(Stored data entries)

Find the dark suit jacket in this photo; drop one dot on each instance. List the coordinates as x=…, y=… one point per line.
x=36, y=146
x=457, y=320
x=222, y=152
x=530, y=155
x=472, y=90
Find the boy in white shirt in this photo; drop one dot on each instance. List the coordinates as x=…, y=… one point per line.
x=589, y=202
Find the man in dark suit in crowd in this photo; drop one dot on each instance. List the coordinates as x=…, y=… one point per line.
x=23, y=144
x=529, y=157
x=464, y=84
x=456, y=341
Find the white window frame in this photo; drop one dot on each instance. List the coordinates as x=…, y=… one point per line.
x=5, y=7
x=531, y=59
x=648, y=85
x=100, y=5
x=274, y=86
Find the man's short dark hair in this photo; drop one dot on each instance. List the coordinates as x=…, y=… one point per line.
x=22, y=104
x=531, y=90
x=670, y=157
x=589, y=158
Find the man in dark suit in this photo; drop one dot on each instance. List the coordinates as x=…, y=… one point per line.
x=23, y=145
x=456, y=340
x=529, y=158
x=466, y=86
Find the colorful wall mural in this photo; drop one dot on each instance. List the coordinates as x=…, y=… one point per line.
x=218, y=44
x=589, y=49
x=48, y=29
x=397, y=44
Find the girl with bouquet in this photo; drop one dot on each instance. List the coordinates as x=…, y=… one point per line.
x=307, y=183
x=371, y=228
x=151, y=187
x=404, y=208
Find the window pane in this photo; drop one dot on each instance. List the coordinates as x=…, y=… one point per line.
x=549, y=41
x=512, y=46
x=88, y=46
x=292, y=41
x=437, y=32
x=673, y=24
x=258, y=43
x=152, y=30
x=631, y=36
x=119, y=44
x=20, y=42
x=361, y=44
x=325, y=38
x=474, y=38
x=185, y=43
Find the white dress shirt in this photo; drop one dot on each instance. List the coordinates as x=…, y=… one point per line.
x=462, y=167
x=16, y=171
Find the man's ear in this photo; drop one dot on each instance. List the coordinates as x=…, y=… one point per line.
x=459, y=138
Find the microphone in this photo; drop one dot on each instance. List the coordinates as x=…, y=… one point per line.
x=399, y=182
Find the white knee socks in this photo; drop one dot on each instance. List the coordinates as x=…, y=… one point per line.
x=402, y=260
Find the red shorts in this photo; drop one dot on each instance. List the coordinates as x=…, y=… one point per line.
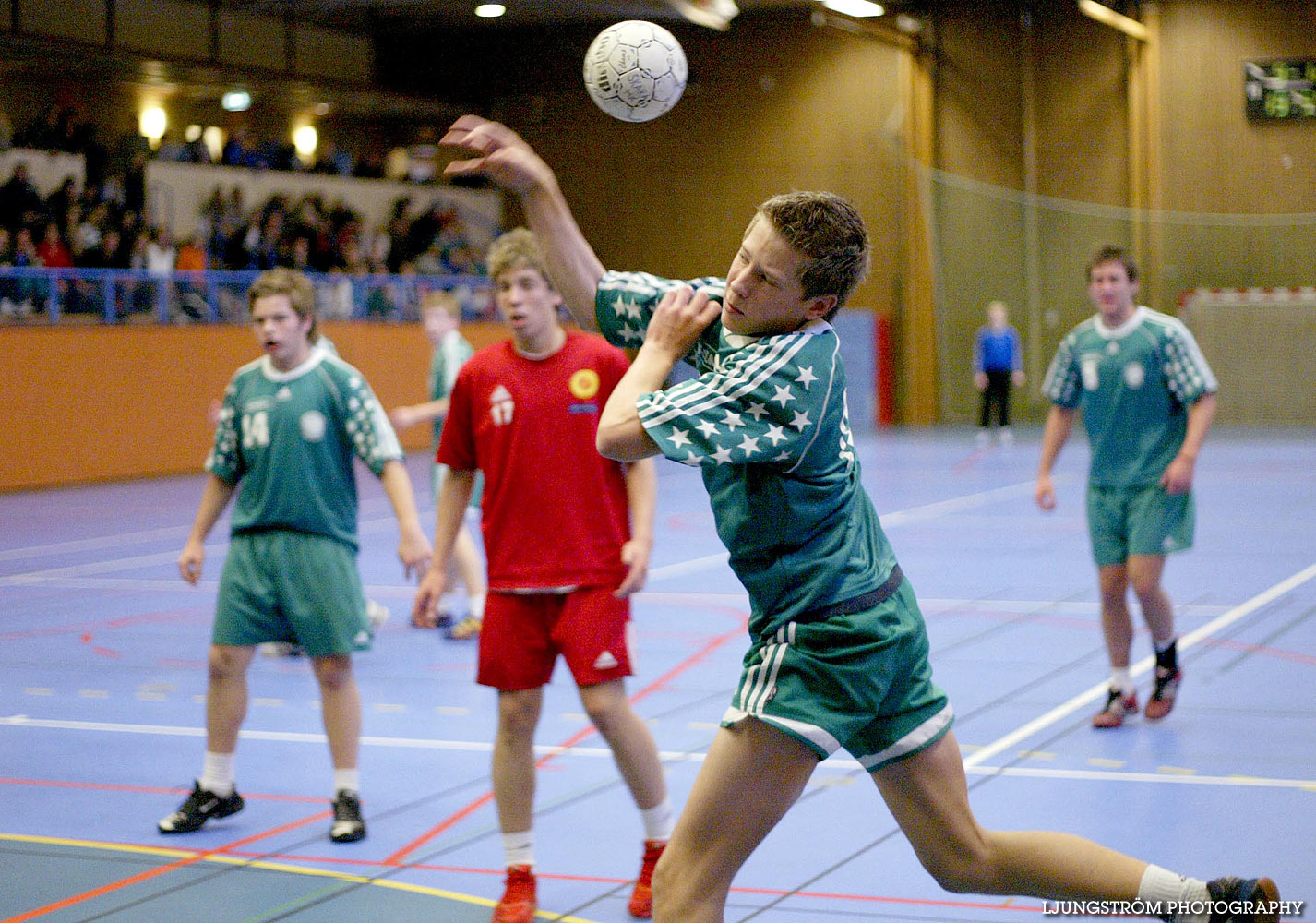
x=524, y=632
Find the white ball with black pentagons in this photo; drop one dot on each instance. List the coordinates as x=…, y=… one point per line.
x=635, y=70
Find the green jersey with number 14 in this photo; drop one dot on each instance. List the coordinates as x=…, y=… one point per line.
x=1134, y=383
x=287, y=438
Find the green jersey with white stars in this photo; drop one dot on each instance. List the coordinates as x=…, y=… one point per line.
x=287, y=440
x=766, y=423
x=1133, y=383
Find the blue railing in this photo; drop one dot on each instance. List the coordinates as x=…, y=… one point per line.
x=215, y=296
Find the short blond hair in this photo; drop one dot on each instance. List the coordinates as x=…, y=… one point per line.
x=441, y=299
x=515, y=249
x=296, y=286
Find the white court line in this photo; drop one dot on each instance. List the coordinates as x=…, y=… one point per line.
x=833, y=764
x=1081, y=701
x=889, y=521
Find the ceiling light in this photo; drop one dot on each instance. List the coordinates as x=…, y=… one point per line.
x=151, y=123
x=712, y=13
x=1109, y=18
x=857, y=8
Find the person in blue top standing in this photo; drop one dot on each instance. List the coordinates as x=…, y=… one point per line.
x=998, y=366
x=290, y=428
x=839, y=653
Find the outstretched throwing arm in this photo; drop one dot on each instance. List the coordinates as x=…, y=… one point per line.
x=503, y=157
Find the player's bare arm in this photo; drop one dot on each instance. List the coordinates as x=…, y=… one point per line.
x=450, y=509
x=1059, y=422
x=641, y=499
x=213, y=499
x=676, y=323
x=1178, y=475
x=507, y=160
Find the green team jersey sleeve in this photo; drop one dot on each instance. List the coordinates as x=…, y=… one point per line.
x=1186, y=370
x=1062, y=383
x=225, y=462
x=289, y=440
x=373, y=438
x=1133, y=383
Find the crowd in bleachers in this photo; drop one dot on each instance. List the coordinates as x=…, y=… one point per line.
x=102, y=225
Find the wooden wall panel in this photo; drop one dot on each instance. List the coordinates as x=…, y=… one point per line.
x=79, y=20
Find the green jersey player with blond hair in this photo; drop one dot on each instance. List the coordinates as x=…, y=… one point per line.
x=839, y=653
x=290, y=426
x=1148, y=399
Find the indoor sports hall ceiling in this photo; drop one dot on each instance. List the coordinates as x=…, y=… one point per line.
x=362, y=15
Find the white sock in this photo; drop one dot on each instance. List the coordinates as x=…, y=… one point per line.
x=658, y=821
x=218, y=773
x=519, y=848
x=1164, y=886
x=346, y=780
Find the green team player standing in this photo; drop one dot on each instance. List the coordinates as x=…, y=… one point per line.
x=1148, y=399
x=289, y=429
x=839, y=653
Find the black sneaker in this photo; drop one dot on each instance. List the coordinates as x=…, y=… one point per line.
x=1244, y=901
x=199, y=808
x=348, y=826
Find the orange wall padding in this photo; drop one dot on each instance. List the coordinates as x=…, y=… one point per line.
x=84, y=403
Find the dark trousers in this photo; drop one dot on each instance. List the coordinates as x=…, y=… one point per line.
x=997, y=392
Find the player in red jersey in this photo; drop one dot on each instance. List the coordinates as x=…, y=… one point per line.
x=568, y=536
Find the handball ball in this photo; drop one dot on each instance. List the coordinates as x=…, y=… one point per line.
x=635, y=70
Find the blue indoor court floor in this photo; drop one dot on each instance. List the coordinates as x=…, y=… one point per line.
x=102, y=675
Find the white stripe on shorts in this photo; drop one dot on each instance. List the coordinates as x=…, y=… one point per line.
x=916, y=738
x=811, y=732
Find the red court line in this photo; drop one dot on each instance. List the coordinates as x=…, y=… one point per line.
x=154, y=873
x=399, y=856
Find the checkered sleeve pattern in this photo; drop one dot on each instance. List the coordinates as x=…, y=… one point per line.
x=763, y=407
x=624, y=303
x=225, y=457
x=1186, y=370
x=1062, y=383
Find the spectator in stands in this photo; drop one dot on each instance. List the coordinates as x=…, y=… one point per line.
x=18, y=198
x=53, y=252
x=235, y=150
x=161, y=256
x=191, y=257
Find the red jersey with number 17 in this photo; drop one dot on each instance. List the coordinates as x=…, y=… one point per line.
x=555, y=511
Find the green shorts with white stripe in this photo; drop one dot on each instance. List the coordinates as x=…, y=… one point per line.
x=858, y=681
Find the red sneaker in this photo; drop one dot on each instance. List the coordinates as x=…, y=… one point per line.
x=642, y=898
x=1116, y=707
x=519, y=902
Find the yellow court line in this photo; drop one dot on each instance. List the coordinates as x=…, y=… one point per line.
x=164, y=852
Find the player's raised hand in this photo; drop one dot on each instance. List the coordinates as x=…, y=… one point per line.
x=678, y=320
x=502, y=154
x=190, y=561
x=425, y=607
x=414, y=551
x=635, y=555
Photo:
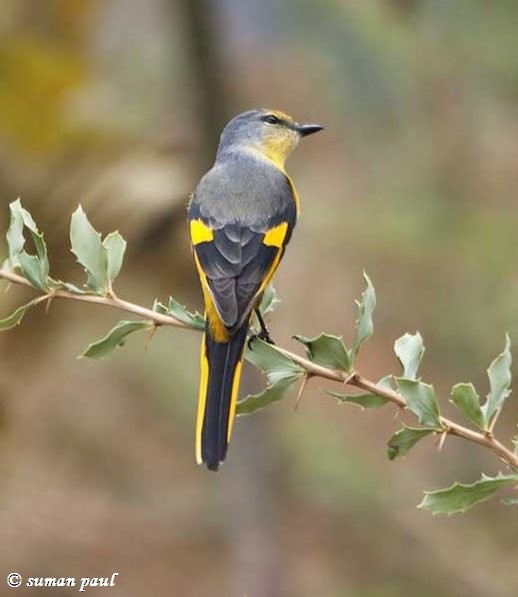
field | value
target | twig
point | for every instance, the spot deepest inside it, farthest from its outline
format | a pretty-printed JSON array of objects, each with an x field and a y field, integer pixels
[{"x": 487, "y": 440}]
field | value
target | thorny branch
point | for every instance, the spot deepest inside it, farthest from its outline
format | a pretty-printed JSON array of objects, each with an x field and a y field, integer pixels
[{"x": 487, "y": 440}]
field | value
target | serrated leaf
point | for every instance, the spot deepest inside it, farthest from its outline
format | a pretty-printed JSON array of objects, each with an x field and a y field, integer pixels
[
  {"x": 30, "y": 267},
  {"x": 460, "y": 497},
  {"x": 115, "y": 247},
  {"x": 404, "y": 439},
  {"x": 114, "y": 338},
  {"x": 364, "y": 324},
  {"x": 178, "y": 311},
  {"x": 466, "y": 399},
  {"x": 276, "y": 365},
  {"x": 409, "y": 350},
  {"x": 421, "y": 400},
  {"x": 89, "y": 251},
  {"x": 14, "y": 236},
  {"x": 499, "y": 373},
  {"x": 326, "y": 350},
  {"x": 16, "y": 316},
  {"x": 272, "y": 393},
  {"x": 365, "y": 400},
  {"x": 72, "y": 288},
  {"x": 269, "y": 301},
  {"x": 33, "y": 267}
]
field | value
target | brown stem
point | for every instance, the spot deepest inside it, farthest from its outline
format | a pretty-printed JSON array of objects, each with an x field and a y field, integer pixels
[{"x": 487, "y": 440}]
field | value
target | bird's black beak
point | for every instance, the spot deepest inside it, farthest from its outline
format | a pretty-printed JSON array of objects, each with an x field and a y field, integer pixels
[{"x": 308, "y": 129}]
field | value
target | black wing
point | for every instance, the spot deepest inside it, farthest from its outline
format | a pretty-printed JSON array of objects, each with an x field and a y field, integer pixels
[{"x": 240, "y": 259}]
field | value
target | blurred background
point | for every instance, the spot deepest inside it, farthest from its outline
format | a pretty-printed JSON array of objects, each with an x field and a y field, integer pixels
[{"x": 118, "y": 105}]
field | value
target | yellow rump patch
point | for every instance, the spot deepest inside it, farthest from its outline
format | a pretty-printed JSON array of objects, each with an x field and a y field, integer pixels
[
  {"x": 200, "y": 232},
  {"x": 275, "y": 236}
]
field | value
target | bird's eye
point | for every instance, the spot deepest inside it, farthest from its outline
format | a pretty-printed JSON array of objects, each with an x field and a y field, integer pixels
[{"x": 271, "y": 119}]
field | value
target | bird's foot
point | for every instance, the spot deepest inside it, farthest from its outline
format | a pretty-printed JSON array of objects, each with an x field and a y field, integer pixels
[{"x": 262, "y": 335}]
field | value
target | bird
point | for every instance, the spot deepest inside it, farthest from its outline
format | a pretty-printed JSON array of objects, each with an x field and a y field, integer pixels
[{"x": 241, "y": 217}]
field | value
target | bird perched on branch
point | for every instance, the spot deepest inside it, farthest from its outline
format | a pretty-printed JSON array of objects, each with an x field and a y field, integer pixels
[{"x": 241, "y": 217}]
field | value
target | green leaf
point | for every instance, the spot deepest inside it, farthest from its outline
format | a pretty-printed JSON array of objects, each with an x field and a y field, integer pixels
[
  {"x": 364, "y": 324},
  {"x": 60, "y": 285},
  {"x": 281, "y": 372},
  {"x": 14, "y": 236},
  {"x": 326, "y": 350},
  {"x": 421, "y": 401},
  {"x": 409, "y": 350},
  {"x": 114, "y": 338},
  {"x": 270, "y": 300},
  {"x": 460, "y": 497},
  {"x": 33, "y": 267},
  {"x": 499, "y": 373},
  {"x": 90, "y": 251},
  {"x": 272, "y": 393},
  {"x": 180, "y": 312},
  {"x": 30, "y": 266},
  {"x": 276, "y": 365},
  {"x": 16, "y": 316},
  {"x": 365, "y": 400},
  {"x": 115, "y": 247},
  {"x": 404, "y": 439},
  {"x": 466, "y": 399}
]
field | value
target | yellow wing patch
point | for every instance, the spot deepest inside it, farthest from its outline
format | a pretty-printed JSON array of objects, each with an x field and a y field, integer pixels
[
  {"x": 275, "y": 236},
  {"x": 200, "y": 232}
]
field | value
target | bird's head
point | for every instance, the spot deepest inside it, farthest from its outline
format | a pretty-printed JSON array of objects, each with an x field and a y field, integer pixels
[{"x": 269, "y": 132}]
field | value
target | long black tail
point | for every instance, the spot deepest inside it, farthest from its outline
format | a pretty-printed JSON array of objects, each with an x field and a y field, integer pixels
[{"x": 219, "y": 385}]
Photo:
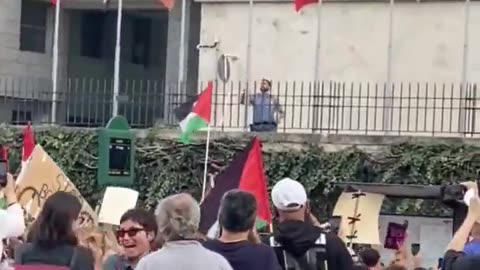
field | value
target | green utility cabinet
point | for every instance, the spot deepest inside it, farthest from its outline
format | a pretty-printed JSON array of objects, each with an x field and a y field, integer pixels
[{"x": 116, "y": 153}]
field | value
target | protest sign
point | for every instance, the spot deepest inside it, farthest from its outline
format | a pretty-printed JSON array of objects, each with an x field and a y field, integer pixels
[
  {"x": 42, "y": 177},
  {"x": 115, "y": 203},
  {"x": 360, "y": 213}
]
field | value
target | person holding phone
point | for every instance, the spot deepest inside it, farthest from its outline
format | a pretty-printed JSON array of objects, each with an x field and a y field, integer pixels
[
  {"x": 12, "y": 222},
  {"x": 304, "y": 244},
  {"x": 455, "y": 258}
]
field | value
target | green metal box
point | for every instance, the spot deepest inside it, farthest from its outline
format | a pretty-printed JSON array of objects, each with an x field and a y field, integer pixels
[{"x": 116, "y": 153}]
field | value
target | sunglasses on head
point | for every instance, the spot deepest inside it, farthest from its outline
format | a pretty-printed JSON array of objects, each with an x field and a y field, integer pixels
[{"x": 130, "y": 232}]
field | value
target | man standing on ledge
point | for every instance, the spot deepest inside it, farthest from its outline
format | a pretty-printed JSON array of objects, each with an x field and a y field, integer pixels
[{"x": 265, "y": 105}]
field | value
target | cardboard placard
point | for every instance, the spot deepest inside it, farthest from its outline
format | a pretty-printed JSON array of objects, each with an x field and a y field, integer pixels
[
  {"x": 116, "y": 201},
  {"x": 42, "y": 177},
  {"x": 360, "y": 213}
]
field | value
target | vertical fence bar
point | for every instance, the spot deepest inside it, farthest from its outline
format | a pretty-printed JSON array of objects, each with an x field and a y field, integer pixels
[
  {"x": 443, "y": 108},
  {"x": 400, "y": 110},
  {"x": 388, "y": 93},
  {"x": 462, "y": 116},
  {"x": 434, "y": 108}
]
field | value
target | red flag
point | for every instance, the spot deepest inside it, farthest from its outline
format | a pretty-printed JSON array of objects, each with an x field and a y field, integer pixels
[
  {"x": 299, "y": 4},
  {"x": 253, "y": 180},
  {"x": 28, "y": 143},
  {"x": 246, "y": 173},
  {"x": 3, "y": 153}
]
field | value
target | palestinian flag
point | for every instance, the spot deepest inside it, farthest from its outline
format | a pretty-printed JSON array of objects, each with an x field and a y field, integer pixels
[
  {"x": 195, "y": 115},
  {"x": 246, "y": 173}
]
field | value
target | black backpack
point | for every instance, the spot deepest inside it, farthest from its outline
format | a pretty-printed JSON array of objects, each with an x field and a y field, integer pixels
[{"x": 314, "y": 259}]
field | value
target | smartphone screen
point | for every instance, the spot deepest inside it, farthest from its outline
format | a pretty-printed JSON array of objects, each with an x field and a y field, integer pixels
[
  {"x": 3, "y": 173},
  {"x": 440, "y": 263},
  {"x": 335, "y": 222},
  {"x": 415, "y": 249}
]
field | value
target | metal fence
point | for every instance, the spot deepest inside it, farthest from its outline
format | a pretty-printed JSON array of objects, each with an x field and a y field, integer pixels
[{"x": 432, "y": 109}]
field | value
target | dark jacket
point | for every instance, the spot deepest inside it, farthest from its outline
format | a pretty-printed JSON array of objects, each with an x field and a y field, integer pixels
[
  {"x": 244, "y": 255},
  {"x": 30, "y": 254},
  {"x": 297, "y": 237}
]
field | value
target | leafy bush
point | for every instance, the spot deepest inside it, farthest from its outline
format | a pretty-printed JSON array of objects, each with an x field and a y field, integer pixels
[{"x": 165, "y": 167}]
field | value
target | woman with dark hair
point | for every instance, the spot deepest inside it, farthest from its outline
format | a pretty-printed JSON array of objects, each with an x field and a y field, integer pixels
[
  {"x": 52, "y": 240},
  {"x": 137, "y": 235}
]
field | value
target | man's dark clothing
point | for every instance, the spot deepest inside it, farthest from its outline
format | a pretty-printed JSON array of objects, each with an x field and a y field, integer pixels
[
  {"x": 245, "y": 255},
  {"x": 297, "y": 237},
  {"x": 79, "y": 258},
  {"x": 458, "y": 261}
]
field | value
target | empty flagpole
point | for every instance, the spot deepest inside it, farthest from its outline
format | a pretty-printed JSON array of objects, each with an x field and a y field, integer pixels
[
  {"x": 318, "y": 44},
  {"x": 181, "y": 53},
  {"x": 55, "y": 61},
  {"x": 116, "y": 75},
  {"x": 248, "y": 73},
  {"x": 205, "y": 169}
]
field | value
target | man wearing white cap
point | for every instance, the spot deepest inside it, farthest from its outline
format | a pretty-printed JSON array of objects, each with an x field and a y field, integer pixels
[{"x": 299, "y": 233}]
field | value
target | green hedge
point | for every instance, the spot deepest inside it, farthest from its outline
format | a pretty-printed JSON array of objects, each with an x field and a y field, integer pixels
[{"x": 165, "y": 167}]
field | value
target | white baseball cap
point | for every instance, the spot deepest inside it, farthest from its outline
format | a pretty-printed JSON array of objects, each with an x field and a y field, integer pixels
[{"x": 289, "y": 195}]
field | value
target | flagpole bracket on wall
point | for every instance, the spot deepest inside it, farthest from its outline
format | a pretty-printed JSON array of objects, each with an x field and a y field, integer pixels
[{"x": 208, "y": 46}]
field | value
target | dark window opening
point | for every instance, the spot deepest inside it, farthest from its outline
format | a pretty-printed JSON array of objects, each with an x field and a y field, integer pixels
[
  {"x": 141, "y": 41},
  {"x": 33, "y": 26}
]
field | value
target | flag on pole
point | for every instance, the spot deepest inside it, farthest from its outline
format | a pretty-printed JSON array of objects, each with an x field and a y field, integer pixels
[
  {"x": 28, "y": 144},
  {"x": 245, "y": 173},
  {"x": 195, "y": 114},
  {"x": 299, "y": 4}
]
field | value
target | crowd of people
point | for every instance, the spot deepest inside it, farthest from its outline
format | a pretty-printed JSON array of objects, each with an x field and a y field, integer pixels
[{"x": 169, "y": 238}]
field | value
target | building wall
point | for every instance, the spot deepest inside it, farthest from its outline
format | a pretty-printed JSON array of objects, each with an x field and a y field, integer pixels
[
  {"x": 427, "y": 41},
  {"x": 13, "y": 61},
  {"x": 427, "y": 47}
]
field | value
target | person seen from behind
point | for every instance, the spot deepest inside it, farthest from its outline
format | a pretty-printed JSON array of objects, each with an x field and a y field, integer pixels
[
  {"x": 137, "y": 234},
  {"x": 299, "y": 232},
  {"x": 455, "y": 258},
  {"x": 99, "y": 242},
  {"x": 53, "y": 239},
  {"x": 473, "y": 246},
  {"x": 237, "y": 216},
  {"x": 371, "y": 258},
  {"x": 12, "y": 221},
  {"x": 178, "y": 219},
  {"x": 265, "y": 107}
]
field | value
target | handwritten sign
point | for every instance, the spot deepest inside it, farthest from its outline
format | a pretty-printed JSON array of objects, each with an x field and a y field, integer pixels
[
  {"x": 41, "y": 178},
  {"x": 115, "y": 203},
  {"x": 360, "y": 216}
]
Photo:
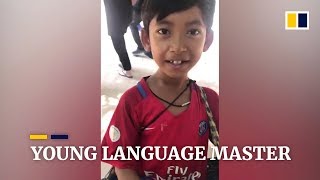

▸ **EXERCISE INSTRUCTIONS**:
Looking at the entries above, work out how many lines contain "branch", then reply with that number and no other words.

▸ **SOLUTION BELOW**:
2